## Task description
Rewrite all of the items below with "MUST" swapped in wherever "SHOULD" appears, keeping everything else the same. Leave the pictures out of your answer.

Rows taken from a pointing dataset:
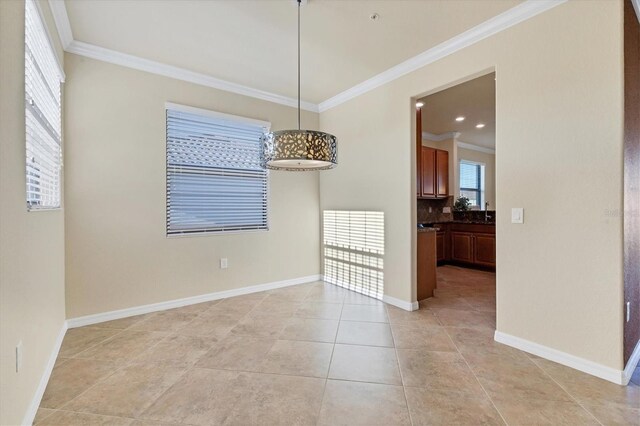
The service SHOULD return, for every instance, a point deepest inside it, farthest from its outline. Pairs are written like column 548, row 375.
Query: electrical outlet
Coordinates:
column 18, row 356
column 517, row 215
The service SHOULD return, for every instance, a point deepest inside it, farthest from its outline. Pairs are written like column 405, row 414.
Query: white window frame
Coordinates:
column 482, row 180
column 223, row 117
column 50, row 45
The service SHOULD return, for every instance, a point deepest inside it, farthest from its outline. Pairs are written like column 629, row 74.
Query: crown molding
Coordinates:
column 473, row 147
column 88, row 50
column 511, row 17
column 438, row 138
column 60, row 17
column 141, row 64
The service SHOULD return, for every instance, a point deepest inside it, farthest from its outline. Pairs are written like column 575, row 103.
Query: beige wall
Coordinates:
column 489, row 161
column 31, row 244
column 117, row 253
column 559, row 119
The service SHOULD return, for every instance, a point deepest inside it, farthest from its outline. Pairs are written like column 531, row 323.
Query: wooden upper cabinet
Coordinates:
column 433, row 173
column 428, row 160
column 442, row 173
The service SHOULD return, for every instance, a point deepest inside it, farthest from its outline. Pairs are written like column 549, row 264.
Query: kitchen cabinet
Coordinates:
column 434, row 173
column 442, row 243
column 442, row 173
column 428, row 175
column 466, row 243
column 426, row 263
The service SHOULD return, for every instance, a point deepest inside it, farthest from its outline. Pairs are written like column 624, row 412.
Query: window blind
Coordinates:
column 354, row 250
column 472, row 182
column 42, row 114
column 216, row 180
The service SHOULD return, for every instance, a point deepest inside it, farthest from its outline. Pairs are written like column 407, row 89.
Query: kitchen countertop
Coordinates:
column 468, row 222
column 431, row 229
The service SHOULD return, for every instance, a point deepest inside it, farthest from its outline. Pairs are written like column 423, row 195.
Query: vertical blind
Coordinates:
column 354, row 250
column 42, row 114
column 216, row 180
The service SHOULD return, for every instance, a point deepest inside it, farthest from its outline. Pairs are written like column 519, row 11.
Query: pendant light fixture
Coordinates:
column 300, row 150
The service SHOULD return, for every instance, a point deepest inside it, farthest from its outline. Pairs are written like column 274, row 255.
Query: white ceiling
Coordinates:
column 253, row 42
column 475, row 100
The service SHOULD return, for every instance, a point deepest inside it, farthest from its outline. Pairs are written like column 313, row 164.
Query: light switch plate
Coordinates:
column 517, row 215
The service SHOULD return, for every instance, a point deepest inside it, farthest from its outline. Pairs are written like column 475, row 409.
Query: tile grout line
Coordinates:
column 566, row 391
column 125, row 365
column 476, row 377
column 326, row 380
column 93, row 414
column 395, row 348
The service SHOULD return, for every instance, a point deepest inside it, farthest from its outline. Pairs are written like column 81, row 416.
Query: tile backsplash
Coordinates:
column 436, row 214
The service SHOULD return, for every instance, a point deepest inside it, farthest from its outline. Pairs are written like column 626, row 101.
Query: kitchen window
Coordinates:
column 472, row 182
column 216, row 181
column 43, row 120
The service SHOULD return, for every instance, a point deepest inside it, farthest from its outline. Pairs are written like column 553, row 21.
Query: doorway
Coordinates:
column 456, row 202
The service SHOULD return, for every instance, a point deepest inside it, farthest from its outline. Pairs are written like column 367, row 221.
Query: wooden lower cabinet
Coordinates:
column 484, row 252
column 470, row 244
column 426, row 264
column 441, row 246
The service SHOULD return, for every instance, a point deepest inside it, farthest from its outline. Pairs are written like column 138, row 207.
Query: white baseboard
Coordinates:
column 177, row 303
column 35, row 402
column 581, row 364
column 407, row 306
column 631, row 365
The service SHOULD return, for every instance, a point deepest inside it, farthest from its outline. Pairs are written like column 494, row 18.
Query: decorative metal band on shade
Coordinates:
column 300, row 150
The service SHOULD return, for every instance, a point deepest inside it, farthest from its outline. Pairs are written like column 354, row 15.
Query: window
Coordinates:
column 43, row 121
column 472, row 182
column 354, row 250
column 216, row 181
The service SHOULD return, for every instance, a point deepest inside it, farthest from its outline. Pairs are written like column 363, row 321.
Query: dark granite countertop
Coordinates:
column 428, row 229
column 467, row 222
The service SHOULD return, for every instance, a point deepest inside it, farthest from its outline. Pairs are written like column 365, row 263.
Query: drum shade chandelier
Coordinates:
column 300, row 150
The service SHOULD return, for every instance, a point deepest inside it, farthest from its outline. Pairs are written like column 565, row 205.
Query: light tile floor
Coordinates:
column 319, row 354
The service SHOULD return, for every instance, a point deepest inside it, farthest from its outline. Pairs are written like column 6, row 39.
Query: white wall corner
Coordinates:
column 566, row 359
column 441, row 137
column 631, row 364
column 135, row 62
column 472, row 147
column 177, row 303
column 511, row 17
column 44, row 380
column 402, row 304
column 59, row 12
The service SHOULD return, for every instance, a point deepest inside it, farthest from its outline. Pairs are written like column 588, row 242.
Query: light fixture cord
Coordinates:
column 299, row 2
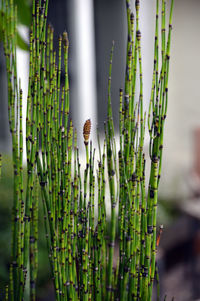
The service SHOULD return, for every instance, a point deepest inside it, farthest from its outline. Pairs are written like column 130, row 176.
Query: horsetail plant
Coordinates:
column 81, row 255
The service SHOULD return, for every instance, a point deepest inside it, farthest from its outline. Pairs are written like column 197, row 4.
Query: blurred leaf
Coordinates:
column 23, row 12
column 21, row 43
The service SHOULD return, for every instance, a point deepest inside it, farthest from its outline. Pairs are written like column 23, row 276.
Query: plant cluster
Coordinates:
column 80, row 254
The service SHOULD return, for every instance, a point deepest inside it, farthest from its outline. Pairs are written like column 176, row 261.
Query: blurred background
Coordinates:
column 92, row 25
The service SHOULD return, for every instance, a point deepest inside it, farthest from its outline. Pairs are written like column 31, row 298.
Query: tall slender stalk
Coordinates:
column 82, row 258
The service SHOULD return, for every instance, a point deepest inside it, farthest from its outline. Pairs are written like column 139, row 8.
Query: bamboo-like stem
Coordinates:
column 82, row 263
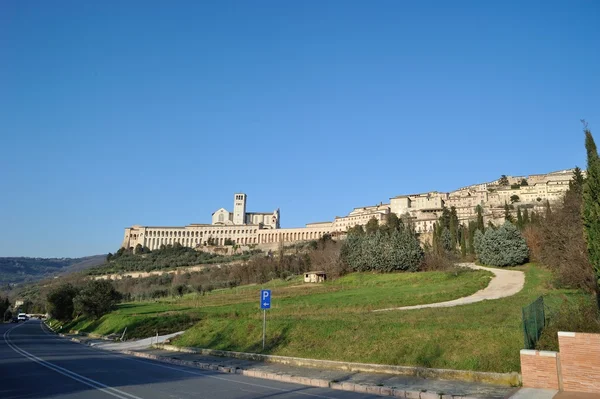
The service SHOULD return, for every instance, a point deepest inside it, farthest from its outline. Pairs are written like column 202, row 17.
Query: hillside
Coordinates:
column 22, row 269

## Answer for the task
The service MUST return, for every instance, a point deepest inside it, farthest from its outline. Pairs are written like column 548, row 375.
Query: electrical outlet
Coordinates:
column 18, row 356
column 517, row 215
The service MUST return, for every instance, a point deepest inside it, farthest from its outline. Pairs are written like column 405, row 414.
Query: white window frame
Coordinates:
column 482, row 180
column 223, row 117
column 50, row 45
The service MUST return, for every instance, a point deepest inside it, farthest from its outline. Pairs are written like column 629, row 74.
Query: crown molding
Coordinates:
column 473, row 147
column 88, row 50
column 511, row 17
column 438, row 138
column 60, row 17
column 141, row 64
The service MUST return, for every instance, a point deepest inside it, farthest from its outline. Pairs are written like column 575, row 103.
Query: beige wall
Coordinates:
column 489, row 161
column 31, row 244
column 117, row 253
column 559, row 119
The service MUST return, for every instance, a point deepest inside it, farthest from its outline. Pairs are written like column 531, row 323.
Query: wooden upper cabinet
Coordinates:
column 433, row 173
column 428, row 160
column 442, row 173
The service MUST return, for every instance, a point deepest inside it, farthest from its outline. Pairs are written like column 549, row 264.
Query: kitchen cabinet
Coordinates:
column 434, row 173
column 442, row 243
column 442, row 173
column 428, row 175
column 466, row 243
column 426, row 263
The service MUST return, for every instance, a point deepest inside it, farthest from its outline. Pairs are written like column 624, row 412.
Query: window blind
Coordinates:
column 354, row 250
column 472, row 182
column 42, row 114
column 216, row 180
The service MUST return, for every instance, a point deepest inside it, farthest from its outline. Pairs are written like column 407, row 89.
Query: kitchen countertop
Coordinates:
column 468, row 222
column 431, row 229
The service MUST return, for every instance, a point deepest inside it, farthest from its outline. Pairs are written like column 423, row 195.
Query: vertical blind
Coordinates:
column 354, row 250
column 42, row 114
column 216, row 180
The service MUST return, for every instance, a point deepest inside it, farthest from its outline. Pairs are written like column 519, row 11.
Query: pendant light fixture
Coordinates:
column 300, row 150
The service MUST return, for every instance, a point deepest inside it, farthest from its outline. Pairs are written like column 274, row 255.
Query: white ceiling
Coordinates:
column 253, row 42
column 475, row 100
The service MUST return, for every instance, a point deepest inside it, farthest from its outline. Pairs are written like column 313, row 164.
Query: light switch plate
Coordinates:
column 517, row 215
The service MUST return, for every instance, a point deepest inside it, farthest from its outline. Pairs are written like column 475, row 409.
Query: tile grout line
Coordinates:
column 566, row 391
column 125, row 365
column 476, row 377
column 326, row 380
column 93, row 414
column 395, row 348
The service MUST return, for every instance, a point deepest inside it, farthest from its outline. Pairs are written like column 81, row 416.
Query: tile backsplash
Coordinates:
column 436, row 214
The service MUST return, for every instance, a point deepest inside it, farthest from its outline. Pairs are written like column 626, row 101.
Query: kitchen window
Coordinates:
column 472, row 182
column 216, row 181
column 43, row 120
The service MUST return, for every instance, a point deepest inside it, farthest from its outline. Pairs are written like column 553, row 21.
Query: doorway
Coordinates:
column 456, row 202
The service MUST return, for every instance, a point deepest inside it, farthest from its outline. Pairs are written like column 367, row 221.
Query: wooden lower cabinet
Coordinates:
column 484, row 252
column 470, row 244
column 426, row 264
column 441, row 246
The service MUST return, for every instance, a point deepest inside it, farthest from its outline. Pairs are written like column 138, row 207.
Query: white baseboard
Coordinates:
column 177, row 303
column 35, row 402
column 581, row 364
column 407, row 306
column 631, row 365
The service MUST return, for every instance, a point deepest inside it, farthest from its outline. Pairs are written like column 494, row 18.
Query: decorative metal band on shade
Coordinates:
column 300, row 150
The service MUST return, for every instance, a point deepest inside it, farthest from its outline. Pairs are written like column 354, row 15.
Query: window
Coordinates:
column 43, row 121
column 472, row 182
column 354, row 250
column 216, row 181
The service MUST return, for every instance, a point deepest inside it, farthest from its outline. Pairs are written like column 363, row 321.
Query: dark granite countertop
Coordinates:
column 428, row 229
column 467, row 222
The service MUST return, for every instance, a point deepest inside it, farthest from its outline. Pairs are written like column 365, row 263.
Query: drum shade chandelier
Coordinates:
column 300, row 150
The service MUST return, for every instance, a point deepest inside it, farthest from its outline. Pairs are written like column 565, row 205.
Query: light tile floor
Coordinates:
column 319, row 354
The service MUST return, for every instance, a point deepest inside it, farthest from its outline. Pairs are written like column 6, row 39.
Query: white wall corner
Coordinates:
column 566, row 359
column 441, row 137
column 631, row 364
column 135, row 62
column 472, row 147
column 177, row 303
column 511, row 17
column 44, row 380
column 402, row 304
column 59, row 12
The service MUST return, for every instance, a point deepest inside it, farthest from its outline. Pairs are written like column 588, row 242.
Query: light fixture cord
Coordinates:
column 299, row 2
The service MUST return, for every instance, a point deepest inside it, farthest from its outline. Pairs are written like column 130, row 176.
Query: horsetail plant
Coordinates:
column 81, row 255
The service MUST return, for every instance, a point deepest inside it, farthest from its outline. Pairs are written like column 197, row 4.
Query: blurred leaf
Coordinates:
column 23, row 12
column 21, row 43
The service MUST return, for every instance, a point deepest inside it, farthest from its outline. Pairs are written like column 23, row 276.
Query: plant cluster
Coordinates:
column 80, row 254
The service MUST return, for every instance, a point deepest inside it, farthest from its outline. Pairs are written like column 176, row 261.
Query: blurred background
Coordinates:
column 92, row 25
The service MUST return, for every instance, a point deepest inside it, farthest from its outline. Pairs are written like column 31, row 298.
Query: tall slender stalk
Coordinates:
column 82, row 258
The service MUST return, for every instance, a point deepest inside it, farthest from its outline. Pairs are written like column 139, row 8.
Query: bamboo-like stem
Coordinates:
column 82, row 263
The service MUST return, for every instance, a point deepest inside it, farthest from its outline. Pairs are written like column 202, row 17.
Query: hillside
Coordinates:
column 22, row 269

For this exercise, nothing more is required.